■ The task ■
Repeat exactly, and only, the lines from the one containing "Task: identify the dark silhouette" through the end of the records.

■ Entries supplied ■
## START

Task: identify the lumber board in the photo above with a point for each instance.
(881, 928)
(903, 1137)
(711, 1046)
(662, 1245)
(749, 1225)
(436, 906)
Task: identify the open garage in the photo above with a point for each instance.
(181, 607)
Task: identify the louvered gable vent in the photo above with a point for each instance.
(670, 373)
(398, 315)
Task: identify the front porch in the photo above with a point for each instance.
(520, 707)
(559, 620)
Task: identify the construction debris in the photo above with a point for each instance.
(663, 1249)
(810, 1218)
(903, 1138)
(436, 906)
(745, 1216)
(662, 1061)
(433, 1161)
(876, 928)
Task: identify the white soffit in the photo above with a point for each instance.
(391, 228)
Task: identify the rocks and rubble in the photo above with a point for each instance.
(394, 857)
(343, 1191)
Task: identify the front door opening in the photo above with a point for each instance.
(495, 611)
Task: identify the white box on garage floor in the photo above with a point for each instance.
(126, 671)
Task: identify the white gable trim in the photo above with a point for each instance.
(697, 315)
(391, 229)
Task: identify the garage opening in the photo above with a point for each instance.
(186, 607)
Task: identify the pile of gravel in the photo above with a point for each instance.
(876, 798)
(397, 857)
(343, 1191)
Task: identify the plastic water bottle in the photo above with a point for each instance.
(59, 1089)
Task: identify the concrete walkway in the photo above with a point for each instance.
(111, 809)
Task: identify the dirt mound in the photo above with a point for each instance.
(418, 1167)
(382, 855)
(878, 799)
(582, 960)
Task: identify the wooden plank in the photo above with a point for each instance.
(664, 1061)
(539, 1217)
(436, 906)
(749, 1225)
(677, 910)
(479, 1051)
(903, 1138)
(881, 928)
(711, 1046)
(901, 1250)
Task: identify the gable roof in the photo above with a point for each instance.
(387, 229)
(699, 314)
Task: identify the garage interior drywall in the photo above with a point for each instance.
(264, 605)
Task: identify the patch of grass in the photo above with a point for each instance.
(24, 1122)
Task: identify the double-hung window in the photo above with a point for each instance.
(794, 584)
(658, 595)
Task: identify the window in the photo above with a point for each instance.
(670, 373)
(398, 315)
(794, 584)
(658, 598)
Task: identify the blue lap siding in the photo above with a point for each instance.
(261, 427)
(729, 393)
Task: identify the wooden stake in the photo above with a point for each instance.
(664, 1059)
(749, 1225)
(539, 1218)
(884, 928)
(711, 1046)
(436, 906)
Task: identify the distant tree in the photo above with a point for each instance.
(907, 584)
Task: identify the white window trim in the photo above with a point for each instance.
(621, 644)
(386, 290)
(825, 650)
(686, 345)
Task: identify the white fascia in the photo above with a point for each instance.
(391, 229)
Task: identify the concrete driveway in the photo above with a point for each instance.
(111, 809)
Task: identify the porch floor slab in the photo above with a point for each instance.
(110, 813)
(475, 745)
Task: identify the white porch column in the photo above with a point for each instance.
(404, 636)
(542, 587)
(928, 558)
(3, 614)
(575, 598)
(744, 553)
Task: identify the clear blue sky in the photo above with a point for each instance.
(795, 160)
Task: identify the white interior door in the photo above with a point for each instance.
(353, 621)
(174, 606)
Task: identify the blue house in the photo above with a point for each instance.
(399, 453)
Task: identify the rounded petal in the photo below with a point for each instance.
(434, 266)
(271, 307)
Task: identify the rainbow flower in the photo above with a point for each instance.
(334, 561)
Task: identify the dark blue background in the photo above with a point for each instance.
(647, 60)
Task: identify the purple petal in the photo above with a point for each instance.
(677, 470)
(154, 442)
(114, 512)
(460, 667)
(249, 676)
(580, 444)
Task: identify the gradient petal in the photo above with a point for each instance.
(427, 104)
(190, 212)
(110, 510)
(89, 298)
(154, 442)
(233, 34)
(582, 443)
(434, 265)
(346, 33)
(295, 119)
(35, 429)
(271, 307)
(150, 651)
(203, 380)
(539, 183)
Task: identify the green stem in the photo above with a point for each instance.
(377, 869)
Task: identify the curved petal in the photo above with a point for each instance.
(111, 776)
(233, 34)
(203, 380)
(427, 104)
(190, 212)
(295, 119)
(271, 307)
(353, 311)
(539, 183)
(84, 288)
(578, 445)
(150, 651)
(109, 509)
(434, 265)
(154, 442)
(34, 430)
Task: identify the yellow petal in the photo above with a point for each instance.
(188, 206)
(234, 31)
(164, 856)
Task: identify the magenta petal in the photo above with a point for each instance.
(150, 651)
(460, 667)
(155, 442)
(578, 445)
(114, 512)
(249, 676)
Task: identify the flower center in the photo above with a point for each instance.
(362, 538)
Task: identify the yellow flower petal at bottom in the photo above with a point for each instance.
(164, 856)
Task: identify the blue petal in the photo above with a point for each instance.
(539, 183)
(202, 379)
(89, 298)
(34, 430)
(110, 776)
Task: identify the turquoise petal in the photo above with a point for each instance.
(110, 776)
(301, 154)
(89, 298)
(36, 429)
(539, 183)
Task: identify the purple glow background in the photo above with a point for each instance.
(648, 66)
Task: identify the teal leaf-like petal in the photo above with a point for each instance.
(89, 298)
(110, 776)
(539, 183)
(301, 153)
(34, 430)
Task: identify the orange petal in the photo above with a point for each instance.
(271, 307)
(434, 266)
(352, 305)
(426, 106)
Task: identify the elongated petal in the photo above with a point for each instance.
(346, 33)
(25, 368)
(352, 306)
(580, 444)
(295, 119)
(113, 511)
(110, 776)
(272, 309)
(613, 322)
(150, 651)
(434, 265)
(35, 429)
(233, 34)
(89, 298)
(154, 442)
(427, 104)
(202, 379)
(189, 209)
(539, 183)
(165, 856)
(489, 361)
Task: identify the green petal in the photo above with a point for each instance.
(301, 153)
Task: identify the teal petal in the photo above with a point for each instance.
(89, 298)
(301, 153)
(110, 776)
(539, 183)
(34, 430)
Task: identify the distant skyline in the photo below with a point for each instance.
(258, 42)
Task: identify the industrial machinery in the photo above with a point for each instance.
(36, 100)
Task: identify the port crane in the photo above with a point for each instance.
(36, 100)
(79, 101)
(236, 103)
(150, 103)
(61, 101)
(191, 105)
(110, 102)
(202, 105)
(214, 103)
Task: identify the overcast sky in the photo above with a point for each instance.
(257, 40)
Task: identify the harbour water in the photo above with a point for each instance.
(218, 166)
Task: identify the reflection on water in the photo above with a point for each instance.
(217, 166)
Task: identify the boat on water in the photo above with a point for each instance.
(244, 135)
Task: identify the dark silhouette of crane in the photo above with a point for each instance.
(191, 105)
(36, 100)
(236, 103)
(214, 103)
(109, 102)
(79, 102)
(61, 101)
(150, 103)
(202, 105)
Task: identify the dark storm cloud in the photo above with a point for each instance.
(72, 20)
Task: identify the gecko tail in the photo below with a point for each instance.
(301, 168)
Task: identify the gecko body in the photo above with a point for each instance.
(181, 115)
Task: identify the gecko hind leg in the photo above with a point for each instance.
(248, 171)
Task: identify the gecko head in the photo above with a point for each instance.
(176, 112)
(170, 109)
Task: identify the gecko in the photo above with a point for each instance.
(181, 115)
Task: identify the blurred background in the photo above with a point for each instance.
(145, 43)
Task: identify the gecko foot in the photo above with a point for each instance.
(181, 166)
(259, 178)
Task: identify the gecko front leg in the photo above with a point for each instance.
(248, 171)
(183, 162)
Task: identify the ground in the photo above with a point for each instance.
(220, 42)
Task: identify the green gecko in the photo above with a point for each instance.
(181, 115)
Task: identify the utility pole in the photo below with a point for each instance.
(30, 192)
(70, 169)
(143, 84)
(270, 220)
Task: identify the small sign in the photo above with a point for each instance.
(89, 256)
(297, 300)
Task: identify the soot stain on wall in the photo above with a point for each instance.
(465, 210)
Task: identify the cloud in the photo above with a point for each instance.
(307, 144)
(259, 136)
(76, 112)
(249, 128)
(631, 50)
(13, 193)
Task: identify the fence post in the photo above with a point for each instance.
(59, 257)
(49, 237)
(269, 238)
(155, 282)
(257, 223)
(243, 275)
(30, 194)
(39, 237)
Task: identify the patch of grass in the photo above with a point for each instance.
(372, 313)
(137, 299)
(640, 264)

## END

■ Answer ■
Task: identify the dark silhouette of crane in the photo above with a point for each instance.
(191, 105)
(36, 100)
(236, 103)
(214, 103)
(109, 102)
(79, 102)
(61, 101)
(150, 103)
(202, 105)
Task: identify the dark storm cloud in the photo above with a point for each instance.
(72, 20)
Task: identify the gecko tail in the photo below with a point for each instance.
(301, 168)
Task: identify the gecko body in the photo above with a point for each instance.
(181, 115)
Task: identify the gecko hind leg in the photo above with a point for each instance.
(248, 171)
Task: identify the gecko head in the photo above with a point for each instance.
(176, 112)
(170, 109)
Task: identify the gecko in the photo above with a point for each instance.
(181, 115)
Task: identify the blurred background in the photo above with a point for each instance.
(145, 43)
Task: identify the gecko foot in the photo above with a point for each instance.
(181, 166)
(259, 178)
Task: identify the gecko front leg in the photo above with a point for each instance.
(248, 171)
(183, 162)
Task: identify the ground in the photo above with a point for each instance.
(220, 42)
Task: identify the green gecko in the photo above with a point for each instance.
(181, 115)
Task: identify the utility pole in the photo below with a point for each instance.
(30, 192)
(70, 169)
(143, 84)
(270, 220)
Task: identify the small sign in the photo above with a point for each instance.
(89, 256)
(297, 300)
Task: identify the soot stain on wall in the photo above with a point for each instance.
(465, 210)
Task: identify the cloud in the photo above with a point for each instance.
(307, 144)
(259, 136)
(76, 112)
(249, 128)
(631, 50)
(13, 193)
Task: identify the fence post in the photo above with a point for each instance.
(59, 257)
(49, 237)
(269, 238)
(155, 282)
(257, 223)
(243, 275)
(30, 194)
(39, 237)
Task: identify the patch of grass in the photo above with a point for each instance.
(372, 313)
(137, 299)
(640, 264)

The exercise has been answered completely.